Saved data entries:
________________________________________

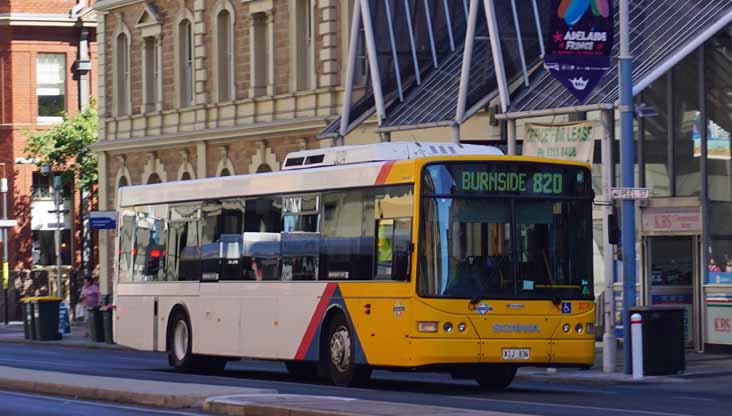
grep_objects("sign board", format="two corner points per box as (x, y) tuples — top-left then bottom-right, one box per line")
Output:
(523, 121), (602, 163)
(642, 207), (702, 235)
(89, 211), (117, 230)
(610, 188), (650, 199)
(706, 295), (732, 345)
(544, 0), (614, 102)
(0, 220), (18, 228)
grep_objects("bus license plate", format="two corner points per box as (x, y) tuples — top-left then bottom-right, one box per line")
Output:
(503, 348), (530, 361)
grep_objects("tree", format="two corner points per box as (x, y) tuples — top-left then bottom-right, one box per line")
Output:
(25, 103), (98, 193)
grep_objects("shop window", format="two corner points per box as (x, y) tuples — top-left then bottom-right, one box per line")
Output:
(250, 13), (272, 97)
(673, 53), (701, 196)
(216, 9), (234, 102)
(32, 230), (72, 266)
(143, 36), (160, 111)
(36, 53), (66, 123)
(114, 33), (130, 116)
(178, 19), (194, 107)
(294, 0), (316, 91)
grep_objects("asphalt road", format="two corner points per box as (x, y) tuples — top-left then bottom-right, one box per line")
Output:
(0, 344), (732, 416)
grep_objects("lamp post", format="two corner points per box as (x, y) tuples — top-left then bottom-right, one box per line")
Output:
(0, 163), (10, 325)
(618, 0), (636, 374)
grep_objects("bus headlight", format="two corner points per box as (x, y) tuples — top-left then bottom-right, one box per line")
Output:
(417, 321), (437, 332)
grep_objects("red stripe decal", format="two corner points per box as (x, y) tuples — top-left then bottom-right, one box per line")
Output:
(295, 283), (336, 360)
(374, 160), (396, 185)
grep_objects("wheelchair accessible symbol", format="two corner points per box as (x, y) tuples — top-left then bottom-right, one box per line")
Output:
(562, 302), (572, 314)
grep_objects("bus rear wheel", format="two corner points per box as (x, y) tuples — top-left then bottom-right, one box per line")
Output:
(321, 314), (371, 387)
(168, 309), (196, 372)
(475, 366), (517, 390)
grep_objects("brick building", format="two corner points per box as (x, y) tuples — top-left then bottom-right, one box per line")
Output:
(0, 0), (96, 318)
(94, 0), (366, 293)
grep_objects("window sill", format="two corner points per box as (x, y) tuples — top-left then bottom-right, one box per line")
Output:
(36, 116), (64, 125)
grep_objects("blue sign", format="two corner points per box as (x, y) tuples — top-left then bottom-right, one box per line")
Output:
(89, 211), (117, 230)
(544, 0), (614, 102)
(562, 302), (572, 313)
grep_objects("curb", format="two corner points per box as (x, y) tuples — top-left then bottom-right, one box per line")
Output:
(515, 373), (689, 386)
(0, 377), (205, 409)
(0, 336), (128, 351)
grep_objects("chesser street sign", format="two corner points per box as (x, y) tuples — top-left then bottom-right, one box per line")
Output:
(610, 188), (650, 199)
(0, 220), (18, 228)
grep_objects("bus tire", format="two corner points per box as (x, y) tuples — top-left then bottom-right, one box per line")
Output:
(320, 313), (371, 387)
(475, 365), (517, 391)
(168, 309), (197, 372)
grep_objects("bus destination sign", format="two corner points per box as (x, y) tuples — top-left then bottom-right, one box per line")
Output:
(423, 161), (592, 197)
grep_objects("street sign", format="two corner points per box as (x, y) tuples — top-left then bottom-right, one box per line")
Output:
(89, 211), (117, 230)
(610, 188), (650, 199)
(544, 0), (614, 103)
(0, 220), (18, 228)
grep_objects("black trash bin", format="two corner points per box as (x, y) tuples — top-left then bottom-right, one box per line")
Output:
(102, 305), (114, 344)
(630, 306), (686, 375)
(86, 306), (104, 342)
(30, 296), (63, 341)
(21, 298), (36, 339)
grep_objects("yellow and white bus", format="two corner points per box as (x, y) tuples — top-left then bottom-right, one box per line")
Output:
(114, 143), (595, 388)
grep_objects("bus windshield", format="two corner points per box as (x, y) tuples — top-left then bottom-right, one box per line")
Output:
(418, 162), (594, 300)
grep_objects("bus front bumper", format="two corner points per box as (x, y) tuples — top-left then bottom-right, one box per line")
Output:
(411, 338), (595, 367)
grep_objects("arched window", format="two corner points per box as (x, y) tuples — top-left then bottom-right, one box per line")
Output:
(216, 9), (234, 101)
(178, 19), (194, 107)
(147, 173), (163, 185)
(114, 32), (130, 116)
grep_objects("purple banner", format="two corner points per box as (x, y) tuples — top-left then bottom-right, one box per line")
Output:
(544, 0), (614, 102)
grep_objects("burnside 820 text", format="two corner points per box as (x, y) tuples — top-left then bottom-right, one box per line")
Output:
(460, 171), (564, 195)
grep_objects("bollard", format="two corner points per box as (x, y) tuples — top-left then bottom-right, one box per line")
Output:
(630, 313), (643, 380)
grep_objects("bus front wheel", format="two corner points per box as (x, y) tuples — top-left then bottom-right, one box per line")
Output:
(475, 366), (517, 390)
(321, 314), (371, 386)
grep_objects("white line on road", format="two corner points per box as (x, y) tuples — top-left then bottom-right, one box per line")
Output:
(448, 396), (693, 416)
(0, 390), (201, 416)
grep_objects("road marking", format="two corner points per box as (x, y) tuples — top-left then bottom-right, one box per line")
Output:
(0, 390), (201, 416)
(447, 396), (693, 416)
(672, 396), (717, 403)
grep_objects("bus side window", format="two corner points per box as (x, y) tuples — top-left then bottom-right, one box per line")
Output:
(166, 204), (201, 281)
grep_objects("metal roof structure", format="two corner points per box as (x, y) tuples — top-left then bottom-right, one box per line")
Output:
(504, 0), (732, 118)
(321, 0), (549, 141)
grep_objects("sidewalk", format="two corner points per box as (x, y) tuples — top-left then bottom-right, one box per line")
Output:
(0, 366), (522, 416)
(0, 322), (125, 349)
(516, 343), (732, 385)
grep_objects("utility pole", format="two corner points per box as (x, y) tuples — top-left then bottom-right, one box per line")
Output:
(618, 0), (636, 374)
(0, 163), (10, 325)
(53, 173), (64, 298)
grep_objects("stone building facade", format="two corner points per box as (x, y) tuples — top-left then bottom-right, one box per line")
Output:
(95, 0), (364, 293)
(0, 0), (97, 319)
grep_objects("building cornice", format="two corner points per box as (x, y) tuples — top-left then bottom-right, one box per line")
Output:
(92, 117), (328, 152)
(92, 0), (144, 12)
(0, 13), (97, 27)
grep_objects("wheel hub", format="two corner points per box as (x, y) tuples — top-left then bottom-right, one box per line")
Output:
(173, 321), (188, 361)
(330, 326), (351, 373)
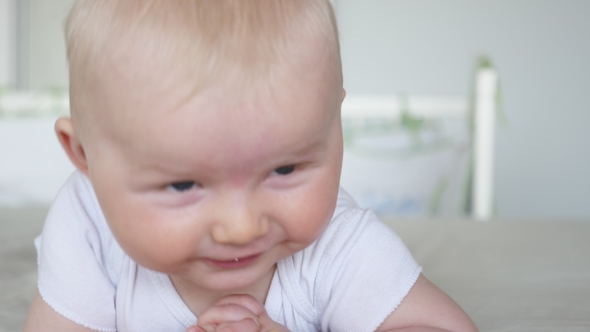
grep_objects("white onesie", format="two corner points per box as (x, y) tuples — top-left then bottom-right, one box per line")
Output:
(35, 172), (421, 332)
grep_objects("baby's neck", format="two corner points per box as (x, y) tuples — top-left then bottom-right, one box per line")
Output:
(170, 265), (276, 317)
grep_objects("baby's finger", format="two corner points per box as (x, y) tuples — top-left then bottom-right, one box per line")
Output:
(215, 294), (266, 316)
(197, 303), (258, 331)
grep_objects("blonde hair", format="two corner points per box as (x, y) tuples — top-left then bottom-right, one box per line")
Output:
(65, 0), (342, 119)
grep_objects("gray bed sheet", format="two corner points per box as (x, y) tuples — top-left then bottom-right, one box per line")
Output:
(0, 208), (590, 332)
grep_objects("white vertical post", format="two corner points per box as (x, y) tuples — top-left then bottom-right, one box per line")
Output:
(0, 0), (17, 87)
(472, 68), (498, 220)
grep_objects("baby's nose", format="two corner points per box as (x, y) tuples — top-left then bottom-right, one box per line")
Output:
(211, 204), (269, 245)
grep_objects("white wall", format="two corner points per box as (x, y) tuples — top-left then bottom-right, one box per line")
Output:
(337, 0), (590, 220)
(28, 0), (72, 88)
(0, 0), (15, 87)
(8, 0), (590, 219)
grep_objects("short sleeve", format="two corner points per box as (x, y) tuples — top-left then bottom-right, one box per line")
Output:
(316, 208), (421, 331)
(35, 173), (117, 331)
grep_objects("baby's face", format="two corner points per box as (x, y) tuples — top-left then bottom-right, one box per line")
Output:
(81, 48), (343, 291)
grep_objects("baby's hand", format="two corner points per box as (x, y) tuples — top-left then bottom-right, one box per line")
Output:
(187, 294), (289, 332)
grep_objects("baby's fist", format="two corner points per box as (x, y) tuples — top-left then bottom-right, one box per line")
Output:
(187, 294), (289, 332)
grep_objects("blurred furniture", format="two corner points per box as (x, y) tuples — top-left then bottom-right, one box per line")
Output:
(0, 88), (74, 206)
(0, 209), (590, 332)
(342, 65), (498, 220)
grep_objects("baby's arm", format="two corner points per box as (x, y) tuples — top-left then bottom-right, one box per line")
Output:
(23, 292), (94, 332)
(377, 275), (477, 332)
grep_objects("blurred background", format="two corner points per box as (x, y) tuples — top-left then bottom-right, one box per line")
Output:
(0, 0), (590, 220)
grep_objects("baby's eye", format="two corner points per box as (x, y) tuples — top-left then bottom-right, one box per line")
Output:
(274, 165), (295, 175)
(166, 181), (196, 192)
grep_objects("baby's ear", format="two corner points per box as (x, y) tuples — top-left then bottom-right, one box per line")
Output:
(55, 118), (88, 176)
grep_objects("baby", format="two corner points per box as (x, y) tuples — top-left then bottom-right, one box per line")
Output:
(25, 0), (476, 332)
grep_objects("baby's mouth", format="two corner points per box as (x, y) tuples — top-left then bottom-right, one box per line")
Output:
(208, 254), (261, 269)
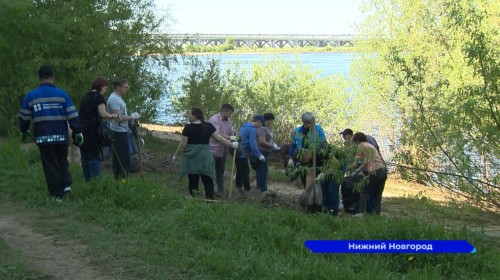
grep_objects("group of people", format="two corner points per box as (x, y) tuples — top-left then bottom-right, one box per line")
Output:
(19, 65), (139, 200)
(172, 104), (279, 199)
(19, 65), (387, 215)
(288, 112), (387, 216)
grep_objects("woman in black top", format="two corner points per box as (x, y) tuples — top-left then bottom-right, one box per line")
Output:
(79, 77), (118, 181)
(172, 107), (238, 199)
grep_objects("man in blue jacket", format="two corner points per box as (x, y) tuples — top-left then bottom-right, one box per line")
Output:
(235, 115), (266, 196)
(19, 65), (83, 200)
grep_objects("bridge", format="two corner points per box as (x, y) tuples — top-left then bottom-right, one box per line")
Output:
(153, 34), (363, 48)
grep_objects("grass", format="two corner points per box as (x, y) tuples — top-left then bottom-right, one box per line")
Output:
(0, 238), (53, 280)
(0, 138), (500, 279)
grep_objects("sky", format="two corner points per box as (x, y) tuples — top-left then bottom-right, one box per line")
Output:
(155, 0), (361, 34)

________________________________________

> [What is required]:
Please turn the items, from their start through the line containing "(294, 0), (316, 91)", into a JSON list of strings with one string per line and no blank lines. Leave the pictures out of the answer.

> [Correct output]:
[
  "grep_objects(\"sign board\", format=\"two corner points per box as (x, y) tuples — top-left then bottom-right, one box per line\")",
  "Output:",
  "(523, 121), (602, 163)",
  "(642, 207), (702, 235)",
  "(89, 211), (117, 230)",
  "(610, 188), (650, 199)",
  "(706, 295), (732, 345)",
  "(544, 0), (614, 102)",
  "(0, 220), (18, 228)",
  "grep_objects(\"bus license plate\", format=\"two corner points per box as (x, y) tuples — top-left then bottom-right, one box per line\")",
  "Output:",
  "(503, 348), (530, 361)",
  "grep_objects(\"tree\", format=\"two corner points per box as (x, y) tuples — top-left then bottom-right, one box per line\")",
  "Output:",
  "(25, 103), (98, 193)",
  "grep_objects(\"shop window\", format=\"two corner points per box as (x, y) tuples — top-left then bottom-right, one box per line\")",
  "Output:",
  "(250, 13), (272, 97)",
  "(673, 53), (701, 196)",
  "(216, 9), (234, 102)",
  "(32, 230), (72, 266)",
  "(143, 36), (160, 111)",
  "(36, 53), (66, 123)",
  "(114, 33), (130, 116)",
  "(178, 19), (194, 107)",
  "(294, 0), (316, 91)"
]